◆ DIRECTION:
Lines from the one containing "[locate] the man in flat" through the last line of the data are to be repeated word for word, both ends included.

____

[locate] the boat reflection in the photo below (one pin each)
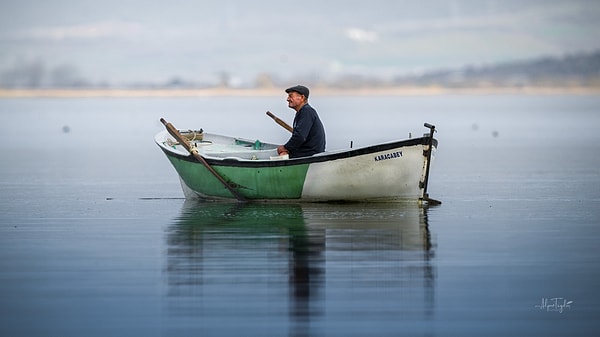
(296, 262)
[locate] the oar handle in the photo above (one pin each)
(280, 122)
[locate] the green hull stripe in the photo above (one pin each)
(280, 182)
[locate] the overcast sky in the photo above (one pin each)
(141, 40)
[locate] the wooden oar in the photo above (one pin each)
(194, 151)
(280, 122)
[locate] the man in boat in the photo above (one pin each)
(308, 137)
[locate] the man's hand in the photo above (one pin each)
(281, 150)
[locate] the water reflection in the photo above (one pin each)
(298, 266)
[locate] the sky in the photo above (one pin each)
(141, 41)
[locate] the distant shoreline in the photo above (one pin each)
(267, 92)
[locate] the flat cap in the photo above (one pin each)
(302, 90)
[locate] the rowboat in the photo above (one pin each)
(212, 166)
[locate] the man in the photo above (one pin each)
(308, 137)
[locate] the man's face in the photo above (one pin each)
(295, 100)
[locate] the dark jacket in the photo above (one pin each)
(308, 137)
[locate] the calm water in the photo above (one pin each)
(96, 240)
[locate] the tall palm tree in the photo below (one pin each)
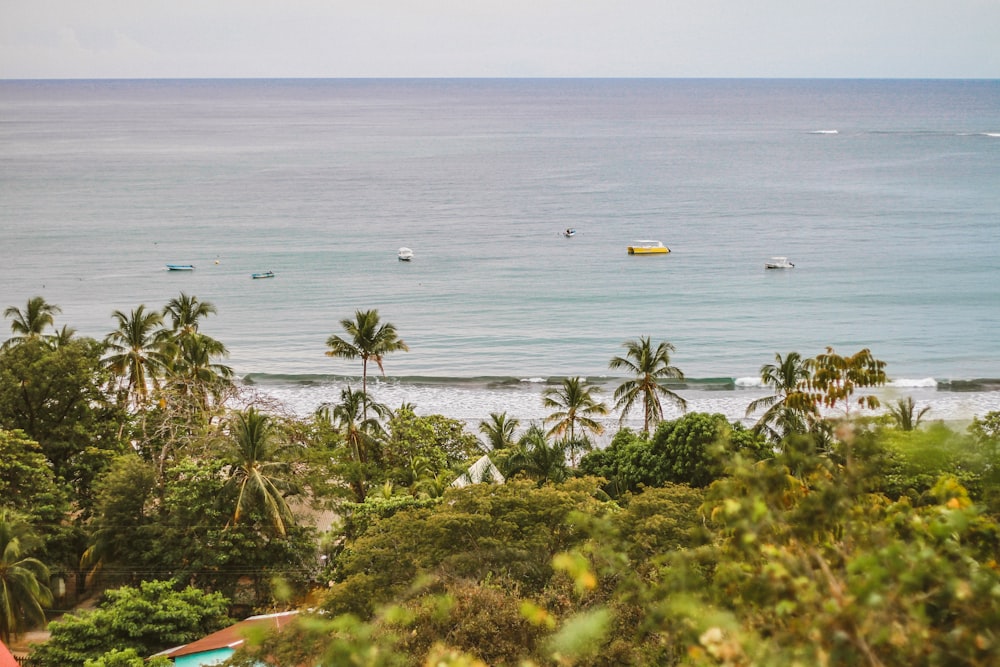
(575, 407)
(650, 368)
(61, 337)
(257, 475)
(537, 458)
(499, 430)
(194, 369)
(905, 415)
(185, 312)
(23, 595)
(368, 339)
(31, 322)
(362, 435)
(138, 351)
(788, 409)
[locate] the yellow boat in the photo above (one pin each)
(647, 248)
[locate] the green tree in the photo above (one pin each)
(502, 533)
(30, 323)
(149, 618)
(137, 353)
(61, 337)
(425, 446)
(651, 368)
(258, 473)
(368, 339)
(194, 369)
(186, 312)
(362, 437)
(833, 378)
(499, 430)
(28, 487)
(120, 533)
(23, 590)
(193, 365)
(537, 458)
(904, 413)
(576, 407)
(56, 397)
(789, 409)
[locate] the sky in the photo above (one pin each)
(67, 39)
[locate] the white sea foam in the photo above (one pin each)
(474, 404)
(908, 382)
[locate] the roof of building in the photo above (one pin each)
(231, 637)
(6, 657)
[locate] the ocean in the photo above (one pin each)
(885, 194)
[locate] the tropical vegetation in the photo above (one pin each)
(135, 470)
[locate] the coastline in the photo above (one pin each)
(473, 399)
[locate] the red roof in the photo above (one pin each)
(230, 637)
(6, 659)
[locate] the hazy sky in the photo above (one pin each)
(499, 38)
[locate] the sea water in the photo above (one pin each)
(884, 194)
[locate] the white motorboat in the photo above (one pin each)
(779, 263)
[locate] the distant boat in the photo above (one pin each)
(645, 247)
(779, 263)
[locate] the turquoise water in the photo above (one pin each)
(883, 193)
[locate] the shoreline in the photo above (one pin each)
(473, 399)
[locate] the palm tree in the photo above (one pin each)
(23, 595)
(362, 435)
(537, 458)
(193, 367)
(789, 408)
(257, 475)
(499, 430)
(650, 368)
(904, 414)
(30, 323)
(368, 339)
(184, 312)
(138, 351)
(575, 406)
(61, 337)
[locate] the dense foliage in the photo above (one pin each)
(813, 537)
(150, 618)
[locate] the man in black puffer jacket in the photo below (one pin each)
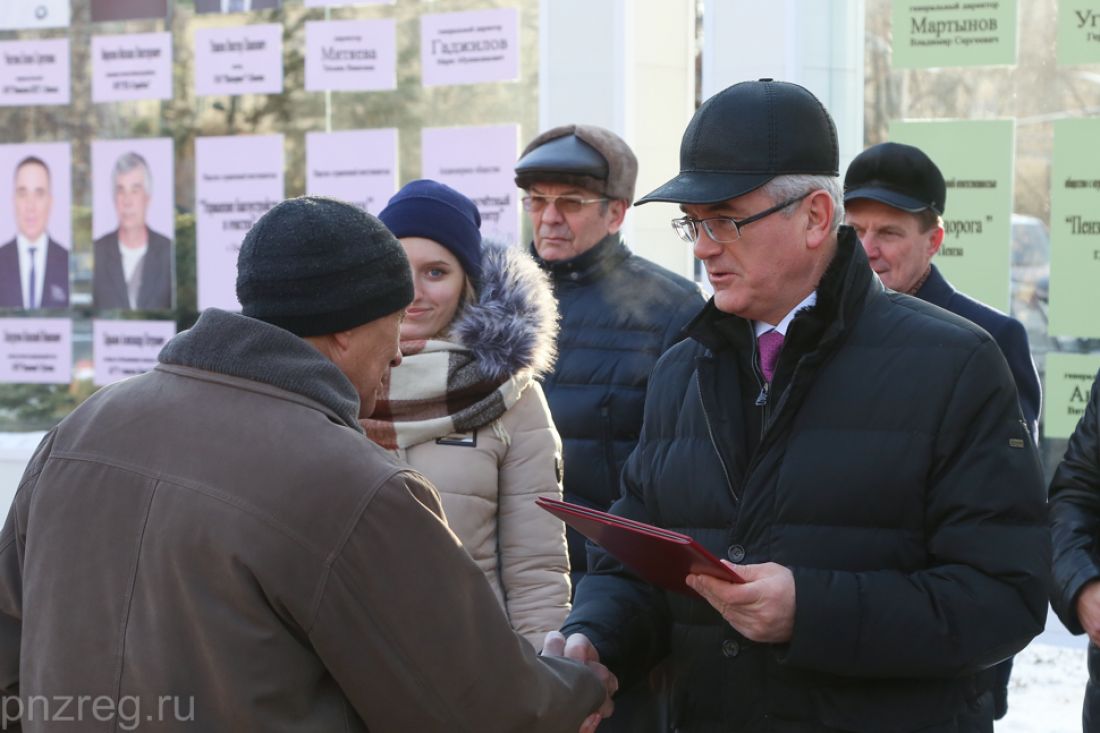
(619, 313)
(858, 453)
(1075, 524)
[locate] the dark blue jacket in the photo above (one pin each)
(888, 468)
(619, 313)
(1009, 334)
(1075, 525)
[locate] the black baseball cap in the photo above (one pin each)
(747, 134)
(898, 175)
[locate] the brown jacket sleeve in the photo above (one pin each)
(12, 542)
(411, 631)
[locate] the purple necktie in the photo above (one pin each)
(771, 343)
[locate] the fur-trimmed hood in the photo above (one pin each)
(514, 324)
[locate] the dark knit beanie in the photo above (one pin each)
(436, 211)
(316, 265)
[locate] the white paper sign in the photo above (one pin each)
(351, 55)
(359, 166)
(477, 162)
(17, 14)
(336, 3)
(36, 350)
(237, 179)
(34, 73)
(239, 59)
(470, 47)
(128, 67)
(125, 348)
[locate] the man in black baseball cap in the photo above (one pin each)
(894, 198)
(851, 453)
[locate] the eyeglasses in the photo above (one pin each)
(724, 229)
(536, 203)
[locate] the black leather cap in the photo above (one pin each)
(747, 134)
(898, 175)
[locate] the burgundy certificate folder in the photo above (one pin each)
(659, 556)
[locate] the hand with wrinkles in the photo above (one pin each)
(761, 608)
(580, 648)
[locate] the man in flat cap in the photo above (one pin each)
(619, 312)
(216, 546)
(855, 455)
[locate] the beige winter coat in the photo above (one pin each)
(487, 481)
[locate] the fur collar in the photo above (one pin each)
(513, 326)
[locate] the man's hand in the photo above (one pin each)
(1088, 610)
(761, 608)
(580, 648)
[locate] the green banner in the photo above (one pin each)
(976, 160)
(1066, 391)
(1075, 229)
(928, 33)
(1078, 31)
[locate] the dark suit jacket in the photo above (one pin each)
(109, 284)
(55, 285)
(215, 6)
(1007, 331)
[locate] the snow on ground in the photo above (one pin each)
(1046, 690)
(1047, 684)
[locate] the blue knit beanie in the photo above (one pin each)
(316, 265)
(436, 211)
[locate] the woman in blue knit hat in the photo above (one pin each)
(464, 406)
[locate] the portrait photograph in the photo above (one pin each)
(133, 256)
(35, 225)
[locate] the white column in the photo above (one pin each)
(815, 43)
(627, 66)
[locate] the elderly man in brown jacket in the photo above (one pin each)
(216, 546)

____

◆ TASK SOLUTION:
[locate] the man in flat cap in the photo above (one pin each)
(619, 312)
(216, 546)
(855, 455)
[locate] the beige winter coat in the photo above (one pin each)
(487, 481)
[locate] the fur collar in the photo above (one pin each)
(513, 326)
[locate] the man's hand in the photo above (one pin each)
(1088, 610)
(761, 608)
(580, 648)
[locate] the green banner in the photo above (one pin each)
(976, 160)
(1066, 391)
(1075, 229)
(928, 33)
(1078, 31)
[locate] the dark suit jacket in the photo above (one pin each)
(109, 284)
(55, 285)
(215, 6)
(1007, 331)
[locate] the snow on ground in the photo above (one pin each)
(1046, 690)
(1047, 684)
[locate] the blue knit beanie in the photo above (one pin each)
(316, 265)
(436, 211)
[locate] the woman in blue knit hat in the photo above (one pin each)
(464, 406)
[locate] the portrait photograph in the photo above (one pin each)
(133, 256)
(35, 225)
[locate] the white column in the photo above (one pin each)
(815, 43)
(627, 66)
[locate] the elderly man in brown jacket in the photo above (one pin each)
(216, 546)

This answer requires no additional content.